**Данный фрагмент:**
◇ ◇ ◇ ◇
Читаем Рождение советских сюжетов. Типология отечественной драмы 1920–х — начала 1930–х годов полностью

Карапетьянца, как и Муходоева, не привлекает власть, герой стремится только к свободе «дела»: «Не хотите пускать нас в Политбюро — не надо. Берите себе всю политику, а нам дайте только экономику».

И хотя ничего противозаконного персонаж не совершает, тем не менее в финале пьесы его арестовывают — «за компанию».

Осмотрительный герой из пьесы Воиновой «Золотое дно», мелкий предприниматель Мурашкин советует уполномоченному треста Грызлову: «Береженого бог бережет! Раз вышли, конкретно, так сказать, на столбовую дорогу, прежде всего надо ленинский уголок завести.

Грызлов. Зачем?

Мурашкин. Как — зачем? Там райком, там местком, комитетчики, всякому до нас дело. Кооперация — кооперацией, а застраховаться никогда не мешает».

Один из самых известных персонажей драматургии середины 1920-х годов — Семен Рак из комедии Ромашова «Воздушный пирог». Коммерческий директор двух предприятий, «Тика» и «Арпа» (Товарищества индустриальных контрагентов и Американско-русской промышленной ассоциации), — классический тип авантюриста и проходимца. Раньше он «на Украине спекуляцией занимался и два раза в ЧК сидел по серьезным делам», а ныне рекомендуется так:

«У Семена Рака три квартиры в Москве. Семен Рак принимает ванну по утрам из одеколона с хвойной эссенцией. У Семена {84} Рака фамильное серебро. <…> И звание народного артиста республики»[81].

Герой заряжен энергией, как ртутный шар, азартен и напорист настолько, что с его появлением, кажется, жизнь убыстряется.

Руководитель же треста, где работает Семен Рак, «красный директор» Илья Коромыслов[82] во всем полагается на Рака, никак не контролируя его начинаний, пока его самого не снимают с поста. Очередная афера Рака лопается, как воздушный шар, и все кончается его арестом.
◇ ◇ ◇ ◇
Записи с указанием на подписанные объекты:
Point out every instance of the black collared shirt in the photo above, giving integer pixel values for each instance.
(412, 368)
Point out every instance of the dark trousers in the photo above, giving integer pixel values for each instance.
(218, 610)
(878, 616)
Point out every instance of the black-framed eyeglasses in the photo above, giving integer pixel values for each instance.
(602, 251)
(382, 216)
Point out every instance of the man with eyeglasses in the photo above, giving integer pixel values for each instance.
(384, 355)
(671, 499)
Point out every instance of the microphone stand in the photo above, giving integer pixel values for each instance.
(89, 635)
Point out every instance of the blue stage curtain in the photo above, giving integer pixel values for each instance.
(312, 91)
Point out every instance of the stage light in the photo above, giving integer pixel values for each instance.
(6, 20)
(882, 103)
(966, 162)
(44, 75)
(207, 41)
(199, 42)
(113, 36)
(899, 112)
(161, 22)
◇ ◇ ◇ ◇
**Что требуется:**
**A)** Коммерческим директором каких двух предприятий был Семен Рак, судя по фрагменту о советской драме 1920-х годов?
**B)** Подхватите фрагмент о героях советской драмы 1920-х годов и продолжите его после последнего предложения.

**Письменные ответы:**
**A)** «Тика» и «Арпа», то есть Товарищества индустриальных контрагентов и Американско-русской промышленной ассоциации.

**B)**
Герой булгаковской «Зойкиной квартиры», директор треста Борис Семенович Гусь-Ремонтный (в ранней редакции пьесы — {85} Гусь-Хрустальный), по-человечески необаятелен, невежественен, но также невероятно предприимчив («Разве может быть такой случай на свете, чтобы Гусь не имел денег! Помести меня на необитаемый остров, и через день у Гуся в кармане будут червонцы», — говорит он о себе)[83]. Гусь всесилен, обладает влиятельными связями, от него зависит, выдадут кому-то заграничную визу или откажут в ней и т. д. Но булгаковский сюжет чужд дидактики, и героя не арестовывают, как обычно. «Директор треста тугоплавких металлов» плавится от любви и погибает от руки бандита-китайца в борделе для избранных, куда привела его несчастная любовь.

Уверенность персонажа-предпринимателя в своих возможностях вскоре сникает, нарастает его скептицизм по поводу перспектив, как личных, так и общества в целом. В монологах героев появляется цинизм.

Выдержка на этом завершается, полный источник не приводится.